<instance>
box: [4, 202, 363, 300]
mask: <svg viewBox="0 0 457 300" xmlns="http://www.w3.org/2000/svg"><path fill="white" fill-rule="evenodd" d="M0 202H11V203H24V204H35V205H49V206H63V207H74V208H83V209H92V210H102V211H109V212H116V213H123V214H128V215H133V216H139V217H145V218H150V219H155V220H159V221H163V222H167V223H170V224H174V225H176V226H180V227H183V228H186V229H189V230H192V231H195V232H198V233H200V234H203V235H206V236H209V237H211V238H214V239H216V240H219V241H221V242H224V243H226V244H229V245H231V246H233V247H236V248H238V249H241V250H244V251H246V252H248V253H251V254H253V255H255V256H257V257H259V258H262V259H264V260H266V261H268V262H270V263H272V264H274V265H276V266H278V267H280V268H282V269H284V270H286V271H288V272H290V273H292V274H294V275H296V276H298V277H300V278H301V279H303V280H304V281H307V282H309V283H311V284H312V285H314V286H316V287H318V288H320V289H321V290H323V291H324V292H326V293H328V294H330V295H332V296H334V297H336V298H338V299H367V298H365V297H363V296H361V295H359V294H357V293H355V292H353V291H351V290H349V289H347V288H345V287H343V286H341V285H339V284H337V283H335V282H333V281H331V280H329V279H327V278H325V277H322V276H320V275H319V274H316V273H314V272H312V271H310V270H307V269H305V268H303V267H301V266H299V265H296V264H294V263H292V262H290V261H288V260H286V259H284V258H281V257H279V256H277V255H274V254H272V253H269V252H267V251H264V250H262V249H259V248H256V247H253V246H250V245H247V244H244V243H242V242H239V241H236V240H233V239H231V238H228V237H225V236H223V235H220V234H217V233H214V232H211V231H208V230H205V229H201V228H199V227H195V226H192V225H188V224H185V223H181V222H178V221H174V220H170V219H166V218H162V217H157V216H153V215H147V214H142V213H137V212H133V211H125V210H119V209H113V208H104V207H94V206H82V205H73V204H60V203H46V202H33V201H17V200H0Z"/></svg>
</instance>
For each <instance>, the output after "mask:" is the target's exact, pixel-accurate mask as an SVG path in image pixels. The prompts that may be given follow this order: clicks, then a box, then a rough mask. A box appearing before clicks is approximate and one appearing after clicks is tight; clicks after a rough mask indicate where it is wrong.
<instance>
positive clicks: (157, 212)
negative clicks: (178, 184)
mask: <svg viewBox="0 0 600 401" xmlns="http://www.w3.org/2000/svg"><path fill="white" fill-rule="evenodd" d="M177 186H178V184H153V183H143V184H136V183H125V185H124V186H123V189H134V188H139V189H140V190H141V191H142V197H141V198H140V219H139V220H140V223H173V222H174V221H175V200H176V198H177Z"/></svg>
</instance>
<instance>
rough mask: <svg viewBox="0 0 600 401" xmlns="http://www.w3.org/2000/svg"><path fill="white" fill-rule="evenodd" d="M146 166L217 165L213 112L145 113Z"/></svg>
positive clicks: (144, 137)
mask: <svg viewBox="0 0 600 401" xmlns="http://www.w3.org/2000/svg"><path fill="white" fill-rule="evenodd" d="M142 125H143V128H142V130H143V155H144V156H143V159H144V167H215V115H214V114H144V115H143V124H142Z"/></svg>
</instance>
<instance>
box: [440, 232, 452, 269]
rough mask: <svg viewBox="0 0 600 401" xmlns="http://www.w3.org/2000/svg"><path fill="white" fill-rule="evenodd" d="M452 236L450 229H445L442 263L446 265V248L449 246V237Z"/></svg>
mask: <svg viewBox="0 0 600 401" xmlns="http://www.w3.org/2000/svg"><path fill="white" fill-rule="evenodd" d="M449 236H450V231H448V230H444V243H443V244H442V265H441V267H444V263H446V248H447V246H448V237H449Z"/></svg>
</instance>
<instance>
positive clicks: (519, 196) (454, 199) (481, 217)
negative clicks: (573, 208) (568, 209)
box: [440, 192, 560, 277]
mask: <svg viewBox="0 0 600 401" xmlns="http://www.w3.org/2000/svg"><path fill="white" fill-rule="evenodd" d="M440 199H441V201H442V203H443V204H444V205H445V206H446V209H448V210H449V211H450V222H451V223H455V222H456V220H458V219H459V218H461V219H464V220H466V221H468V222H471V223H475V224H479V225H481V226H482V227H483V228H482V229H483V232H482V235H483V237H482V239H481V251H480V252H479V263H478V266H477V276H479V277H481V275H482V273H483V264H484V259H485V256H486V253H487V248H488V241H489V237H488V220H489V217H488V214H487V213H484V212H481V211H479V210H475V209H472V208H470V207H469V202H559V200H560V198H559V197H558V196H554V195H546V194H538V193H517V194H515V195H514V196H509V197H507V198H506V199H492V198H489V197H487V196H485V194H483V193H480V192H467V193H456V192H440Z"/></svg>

* * * * * * * * *

● What to do
All records shown above are to be reproduced without any alteration.

● Exercise answer
<instance>
box: [4, 202, 363, 300]
mask: <svg viewBox="0 0 457 300" xmlns="http://www.w3.org/2000/svg"><path fill="white" fill-rule="evenodd" d="M0 202H11V203H24V204H35V205H49V206H63V207H74V208H83V209H92V210H102V211H109V212H116V213H123V214H128V215H133V216H139V217H145V218H150V219H155V220H159V221H163V222H167V223H170V224H174V225H176V226H180V227H183V228H186V229H189V230H192V231H195V232H198V233H200V234H203V235H206V236H209V237H211V238H214V239H216V240H219V241H221V242H224V243H226V244H229V245H231V246H233V247H236V248H238V249H241V250H244V251H246V252H248V253H251V254H253V255H255V256H257V257H259V258H262V259H264V260H266V261H268V262H270V263H272V264H274V265H276V266H278V267H280V268H282V269H284V270H286V271H288V272H290V273H292V274H294V275H296V276H298V277H300V278H301V279H303V280H304V281H307V282H309V283H311V284H312V285H314V286H316V287H318V288H320V289H321V290H323V291H324V292H326V293H328V294H330V295H332V296H334V297H336V298H338V299H367V298H365V297H363V296H361V295H359V294H357V293H355V292H353V291H351V290H349V289H347V288H345V287H343V286H341V285H339V284H337V283H335V282H333V281H331V280H329V279H327V278H325V277H322V276H320V275H319V274H316V273H314V272H312V271H310V270H307V269H305V268H303V267H301V266H299V265H296V264H294V263H292V262H290V261H288V260H286V259H284V258H281V257H279V256H277V255H274V254H272V253H269V252H267V251H264V250H262V249H259V248H256V247H253V246H250V245H247V244H244V243H242V242H239V241H236V240H233V239H231V238H228V237H225V236H223V235H220V234H217V233H214V232H211V231H208V230H205V229H201V228H199V227H195V226H192V225H188V224H185V223H181V222H178V221H174V220H170V219H166V218H162V217H157V216H153V215H147V214H142V213H137V212H133V211H125V210H119V209H113V208H104V207H94V206H82V205H73V204H60V203H46V202H33V201H17V200H0Z"/></svg>
</instance>
For each <instance>, the output after "mask:" is the target's exact, pixel-accurate mask as an SVG path in image pixels. The prompts that may be given follow this order: clicks, then a box, then a rough mask. A box appearing before clicks is approximate and one appearing after clicks is tight; clicks after a rough mask indicate where it is wrong.
<instance>
positive clicks: (157, 212)
negative clicks: (178, 184)
mask: <svg viewBox="0 0 600 401" xmlns="http://www.w3.org/2000/svg"><path fill="white" fill-rule="evenodd" d="M177 186H178V184H153V183H143V184H136V183H125V185H124V186H123V189H134V188H139V189H140V190H141V191H142V197H141V198H140V219H139V220H140V223H173V222H174V221H175V200H176V198H177Z"/></svg>
</instance>
<instance>
rough mask: <svg viewBox="0 0 600 401" xmlns="http://www.w3.org/2000/svg"><path fill="white" fill-rule="evenodd" d="M146 166L217 165L213 112L145 113Z"/></svg>
positive clicks: (144, 137)
mask: <svg viewBox="0 0 600 401" xmlns="http://www.w3.org/2000/svg"><path fill="white" fill-rule="evenodd" d="M142 125H143V128H142V130H143V155H144V156H143V159H144V167H215V115H214V114H144V115H143V124H142Z"/></svg>
</instance>
<instance>
box: [440, 232, 452, 269]
rough mask: <svg viewBox="0 0 600 401" xmlns="http://www.w3.org/2000/svg"><path fill="white" fill-rule="evenodd" d="M452 236L450 229H445L442 263L446 265V248L449 246V237Z"/></svg>
mask: <svg viewBox="0 0 600 401" xmlns="http://www.w3.org/2000/svg"><path fill="white" fill-rule="evenodd" d="M449 236H450V231H448V230H444V243H443V244H442V265H441V267H444V263H446V248H447V246H448V237H449Z"/></svg>
</instance>
<instance>
positive clicks: (519, 196) (454, 199) (481, 217)
negative clicks: (573, 208) (568, 209)
box: [440, 192, 560, 277]
mask: <svg viewBox="0 0 600 401" xmlns="http://www.w3.org/2000/svg"><path fill="white" fill-rule="evenodd" d="M440 199H441V201H442V203H443V204H444V205H445V206H446V209H448V210H449V211H450V222H451V223H455V222H456V220H458V219H459V218H461V219H464V220H466V221H468V222H471V223H475V224H479V225H481V226H482V227H483V228H482V229H483V232H482V235H483V237H482V239H481V251H480V252H479V263H478V266H477V276H479V277H481V275H482V273H483V264H484V259H485V256H486V253H487V248H488V241H489V237H488V220H489V217H488V214H487V213H484V212H481V211H479V210H475V209H472V208H470V207H469V202H559V200H560V198H559V197H558V196H554V195H546V194H538V193H517V194H515V195H514V196H509V197H507V198H506V199H492V198H489V197H487V196H485V194H483V193H480V192H467V193H456V192H440Z"/></svg>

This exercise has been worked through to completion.